⟨

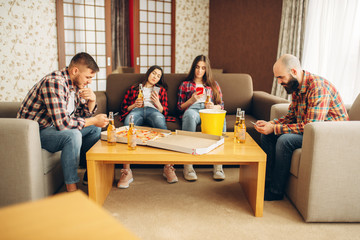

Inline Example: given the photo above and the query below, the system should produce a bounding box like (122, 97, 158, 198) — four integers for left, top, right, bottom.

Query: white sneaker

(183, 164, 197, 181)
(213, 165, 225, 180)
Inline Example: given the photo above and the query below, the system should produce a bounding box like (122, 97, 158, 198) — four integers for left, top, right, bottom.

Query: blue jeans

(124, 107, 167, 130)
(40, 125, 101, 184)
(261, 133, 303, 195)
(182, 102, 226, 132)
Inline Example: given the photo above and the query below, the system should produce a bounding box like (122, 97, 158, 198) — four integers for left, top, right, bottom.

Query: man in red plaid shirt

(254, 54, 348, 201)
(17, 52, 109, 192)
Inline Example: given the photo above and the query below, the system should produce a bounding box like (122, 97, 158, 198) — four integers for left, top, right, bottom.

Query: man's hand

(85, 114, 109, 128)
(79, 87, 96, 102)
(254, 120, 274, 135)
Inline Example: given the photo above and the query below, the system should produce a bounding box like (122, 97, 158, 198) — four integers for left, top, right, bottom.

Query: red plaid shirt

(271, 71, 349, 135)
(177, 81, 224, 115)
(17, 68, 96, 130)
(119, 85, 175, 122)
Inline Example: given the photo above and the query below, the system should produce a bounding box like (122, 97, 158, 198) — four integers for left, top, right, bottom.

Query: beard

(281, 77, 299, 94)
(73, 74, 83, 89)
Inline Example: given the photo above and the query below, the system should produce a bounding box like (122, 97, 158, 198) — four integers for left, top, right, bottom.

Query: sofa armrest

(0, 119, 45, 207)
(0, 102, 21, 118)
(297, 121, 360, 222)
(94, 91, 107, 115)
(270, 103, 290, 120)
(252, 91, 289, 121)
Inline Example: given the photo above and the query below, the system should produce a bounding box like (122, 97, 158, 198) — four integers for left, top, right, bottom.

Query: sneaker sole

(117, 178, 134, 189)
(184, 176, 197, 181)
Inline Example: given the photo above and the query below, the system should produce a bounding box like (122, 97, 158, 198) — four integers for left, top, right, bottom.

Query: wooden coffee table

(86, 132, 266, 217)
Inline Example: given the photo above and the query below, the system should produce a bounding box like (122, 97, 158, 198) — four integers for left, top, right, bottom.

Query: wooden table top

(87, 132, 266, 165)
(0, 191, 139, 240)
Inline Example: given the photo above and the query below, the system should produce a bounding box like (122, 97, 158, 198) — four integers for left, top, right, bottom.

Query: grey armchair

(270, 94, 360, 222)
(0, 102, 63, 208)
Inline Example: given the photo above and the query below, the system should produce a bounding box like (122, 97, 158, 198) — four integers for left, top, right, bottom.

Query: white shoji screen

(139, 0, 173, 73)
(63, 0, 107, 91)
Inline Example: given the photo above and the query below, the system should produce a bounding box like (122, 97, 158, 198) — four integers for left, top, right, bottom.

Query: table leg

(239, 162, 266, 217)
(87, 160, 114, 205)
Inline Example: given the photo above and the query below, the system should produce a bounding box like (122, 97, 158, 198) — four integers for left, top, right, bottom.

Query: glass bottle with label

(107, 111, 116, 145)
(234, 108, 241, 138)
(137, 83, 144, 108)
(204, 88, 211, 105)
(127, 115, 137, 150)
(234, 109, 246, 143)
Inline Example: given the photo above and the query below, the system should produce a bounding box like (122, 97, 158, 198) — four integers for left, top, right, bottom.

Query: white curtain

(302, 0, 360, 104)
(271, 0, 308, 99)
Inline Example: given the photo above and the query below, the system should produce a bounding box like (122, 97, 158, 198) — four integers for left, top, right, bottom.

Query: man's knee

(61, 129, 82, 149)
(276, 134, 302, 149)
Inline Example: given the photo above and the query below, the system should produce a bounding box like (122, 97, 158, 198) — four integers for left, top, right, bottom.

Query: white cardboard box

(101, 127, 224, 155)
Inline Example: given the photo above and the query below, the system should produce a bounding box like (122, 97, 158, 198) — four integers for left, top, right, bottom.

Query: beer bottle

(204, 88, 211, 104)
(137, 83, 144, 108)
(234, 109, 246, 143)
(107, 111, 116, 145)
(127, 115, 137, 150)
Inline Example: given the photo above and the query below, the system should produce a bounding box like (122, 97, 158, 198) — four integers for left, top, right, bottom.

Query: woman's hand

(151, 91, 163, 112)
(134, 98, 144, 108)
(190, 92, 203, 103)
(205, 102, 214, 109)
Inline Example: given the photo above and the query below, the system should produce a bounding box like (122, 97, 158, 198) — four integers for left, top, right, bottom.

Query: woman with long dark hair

⟩

* _WHAT TO DO_
Your reply should consist only of the lines running from the line with "Query: beer bottle" to the end of the listing, retyped exactly.

* _TASK RESPONSE_
Query: beer bottle

(204, 88, 211, 104)
(137, 83, 144, 108)
(234, 109, 246, 143)
(107, 111, 116, 145)
(127, 115, 137, 150)
Inline Example: given the photo above and the query below, the system should produce a bounding box like (122, 97, 158, 198) — four integers for left, top, right, bottom.

Query: woman's hand

(151, 91, 163, 112)
(134, 98, 144, 108)
(190, 92, 203, 103)
(205, 102, 214, 109)
Inline Example: given the photo above and the query below, the system should produce a bounding box like (122, 97, 158, 198) — four integers for left, top, right, bottom.

Query: woman with long dark hair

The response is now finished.